▶ _WHAT YOU HAVE TO DO_:
Collect every line in the entries below that contains the word "blue", matching case exactly.

▶ _INFORMATION SHOWN_:
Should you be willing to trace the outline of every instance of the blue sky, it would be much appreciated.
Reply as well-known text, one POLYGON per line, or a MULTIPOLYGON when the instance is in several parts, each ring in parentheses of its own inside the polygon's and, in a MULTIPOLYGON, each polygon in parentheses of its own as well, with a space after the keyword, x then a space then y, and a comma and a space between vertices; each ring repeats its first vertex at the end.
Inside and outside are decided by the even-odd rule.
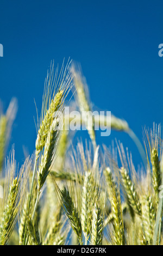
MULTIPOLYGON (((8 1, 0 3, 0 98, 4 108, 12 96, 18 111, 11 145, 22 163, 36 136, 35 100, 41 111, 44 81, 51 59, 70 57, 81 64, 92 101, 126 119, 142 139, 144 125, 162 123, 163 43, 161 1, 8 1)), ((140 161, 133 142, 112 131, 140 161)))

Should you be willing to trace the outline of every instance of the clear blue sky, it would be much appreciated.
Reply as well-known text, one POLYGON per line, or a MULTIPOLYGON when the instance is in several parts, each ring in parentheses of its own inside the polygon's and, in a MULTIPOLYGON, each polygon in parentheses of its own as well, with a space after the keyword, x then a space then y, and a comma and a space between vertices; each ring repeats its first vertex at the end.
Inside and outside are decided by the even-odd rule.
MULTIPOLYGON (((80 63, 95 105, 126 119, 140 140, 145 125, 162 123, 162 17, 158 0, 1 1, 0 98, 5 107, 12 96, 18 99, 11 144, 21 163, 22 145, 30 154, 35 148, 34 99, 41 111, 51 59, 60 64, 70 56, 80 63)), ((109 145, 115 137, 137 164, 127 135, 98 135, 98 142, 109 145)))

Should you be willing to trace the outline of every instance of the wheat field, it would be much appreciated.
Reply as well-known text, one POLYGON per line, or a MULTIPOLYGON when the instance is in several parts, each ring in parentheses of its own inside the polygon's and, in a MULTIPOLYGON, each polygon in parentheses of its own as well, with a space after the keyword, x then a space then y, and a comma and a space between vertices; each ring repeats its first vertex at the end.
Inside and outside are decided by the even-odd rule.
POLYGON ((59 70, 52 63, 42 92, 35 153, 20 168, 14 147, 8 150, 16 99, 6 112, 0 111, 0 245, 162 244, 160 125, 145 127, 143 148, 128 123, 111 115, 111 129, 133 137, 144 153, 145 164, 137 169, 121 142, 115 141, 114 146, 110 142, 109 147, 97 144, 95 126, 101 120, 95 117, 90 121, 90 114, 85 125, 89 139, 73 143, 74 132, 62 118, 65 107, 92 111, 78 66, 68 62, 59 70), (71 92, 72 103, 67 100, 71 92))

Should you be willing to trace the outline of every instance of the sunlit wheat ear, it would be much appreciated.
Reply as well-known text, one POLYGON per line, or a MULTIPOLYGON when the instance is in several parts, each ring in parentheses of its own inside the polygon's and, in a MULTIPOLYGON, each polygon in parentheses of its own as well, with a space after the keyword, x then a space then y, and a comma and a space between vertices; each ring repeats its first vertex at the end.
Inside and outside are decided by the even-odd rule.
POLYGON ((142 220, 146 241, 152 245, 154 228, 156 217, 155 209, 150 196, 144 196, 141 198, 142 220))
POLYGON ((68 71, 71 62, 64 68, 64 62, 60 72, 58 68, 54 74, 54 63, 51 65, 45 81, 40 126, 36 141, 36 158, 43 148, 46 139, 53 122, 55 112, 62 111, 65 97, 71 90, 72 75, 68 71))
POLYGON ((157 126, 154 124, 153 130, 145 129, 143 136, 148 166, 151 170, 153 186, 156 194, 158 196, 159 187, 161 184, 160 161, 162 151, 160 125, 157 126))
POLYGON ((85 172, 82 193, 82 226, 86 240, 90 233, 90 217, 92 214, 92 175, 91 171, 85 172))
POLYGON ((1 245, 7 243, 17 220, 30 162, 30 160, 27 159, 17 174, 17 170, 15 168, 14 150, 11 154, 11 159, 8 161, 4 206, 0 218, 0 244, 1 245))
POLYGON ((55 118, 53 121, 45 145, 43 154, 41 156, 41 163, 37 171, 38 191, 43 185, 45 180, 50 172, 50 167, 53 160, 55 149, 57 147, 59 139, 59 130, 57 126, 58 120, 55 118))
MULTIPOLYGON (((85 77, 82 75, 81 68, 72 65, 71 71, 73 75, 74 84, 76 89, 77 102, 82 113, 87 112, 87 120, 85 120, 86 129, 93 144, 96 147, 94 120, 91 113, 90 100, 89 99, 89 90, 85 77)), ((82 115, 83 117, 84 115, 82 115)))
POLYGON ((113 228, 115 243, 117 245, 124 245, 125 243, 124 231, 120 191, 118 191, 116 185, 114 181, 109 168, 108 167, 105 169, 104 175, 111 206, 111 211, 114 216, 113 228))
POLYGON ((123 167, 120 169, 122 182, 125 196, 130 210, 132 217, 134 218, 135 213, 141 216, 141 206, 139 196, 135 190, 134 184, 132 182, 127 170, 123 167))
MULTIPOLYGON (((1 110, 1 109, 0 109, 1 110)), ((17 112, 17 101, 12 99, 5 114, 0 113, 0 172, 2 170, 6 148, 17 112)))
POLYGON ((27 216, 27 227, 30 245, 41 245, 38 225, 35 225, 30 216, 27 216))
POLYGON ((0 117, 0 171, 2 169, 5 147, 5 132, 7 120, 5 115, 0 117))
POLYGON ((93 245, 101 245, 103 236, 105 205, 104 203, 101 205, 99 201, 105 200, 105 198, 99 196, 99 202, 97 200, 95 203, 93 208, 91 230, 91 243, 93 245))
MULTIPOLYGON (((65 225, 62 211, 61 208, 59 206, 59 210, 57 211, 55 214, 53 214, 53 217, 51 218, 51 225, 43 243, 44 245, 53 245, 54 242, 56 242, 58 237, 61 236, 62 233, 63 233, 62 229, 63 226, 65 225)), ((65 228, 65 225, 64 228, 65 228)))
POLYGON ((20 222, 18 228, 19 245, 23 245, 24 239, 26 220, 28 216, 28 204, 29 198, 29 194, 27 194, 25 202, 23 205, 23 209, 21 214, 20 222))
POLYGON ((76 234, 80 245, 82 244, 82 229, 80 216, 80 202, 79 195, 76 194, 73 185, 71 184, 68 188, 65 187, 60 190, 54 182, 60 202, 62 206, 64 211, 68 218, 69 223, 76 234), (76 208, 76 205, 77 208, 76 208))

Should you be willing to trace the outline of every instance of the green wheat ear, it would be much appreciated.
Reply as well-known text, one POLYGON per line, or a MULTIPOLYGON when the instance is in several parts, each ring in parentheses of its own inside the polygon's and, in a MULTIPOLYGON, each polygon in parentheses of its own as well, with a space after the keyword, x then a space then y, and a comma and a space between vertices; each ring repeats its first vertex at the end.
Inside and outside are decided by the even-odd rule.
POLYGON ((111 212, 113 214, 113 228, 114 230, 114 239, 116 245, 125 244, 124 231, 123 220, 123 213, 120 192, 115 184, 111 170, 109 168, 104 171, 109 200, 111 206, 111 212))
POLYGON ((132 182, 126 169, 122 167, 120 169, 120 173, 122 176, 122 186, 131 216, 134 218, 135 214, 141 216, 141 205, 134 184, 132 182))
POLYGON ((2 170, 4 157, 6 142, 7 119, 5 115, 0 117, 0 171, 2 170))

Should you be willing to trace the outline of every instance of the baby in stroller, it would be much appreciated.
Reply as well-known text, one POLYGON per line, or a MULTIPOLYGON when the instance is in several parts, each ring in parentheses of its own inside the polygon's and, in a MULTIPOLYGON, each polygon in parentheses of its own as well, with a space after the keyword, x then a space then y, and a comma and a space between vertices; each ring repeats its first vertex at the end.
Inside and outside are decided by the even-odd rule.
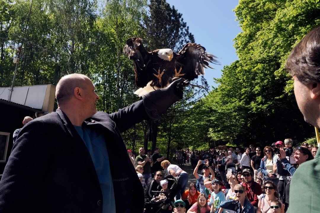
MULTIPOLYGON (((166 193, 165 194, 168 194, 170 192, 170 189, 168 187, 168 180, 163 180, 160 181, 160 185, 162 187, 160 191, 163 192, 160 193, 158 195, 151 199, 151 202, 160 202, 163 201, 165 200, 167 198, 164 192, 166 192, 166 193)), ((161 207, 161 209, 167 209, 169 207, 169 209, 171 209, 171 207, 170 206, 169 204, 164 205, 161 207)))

▶ _CORRECT RESPONSE_:
Should you be willing to trace the outline of every instance of the blue sky, it would be much appreciated.
Should you be willing to trace the outline of every instance of the clear blue sky, it would be much appreciated.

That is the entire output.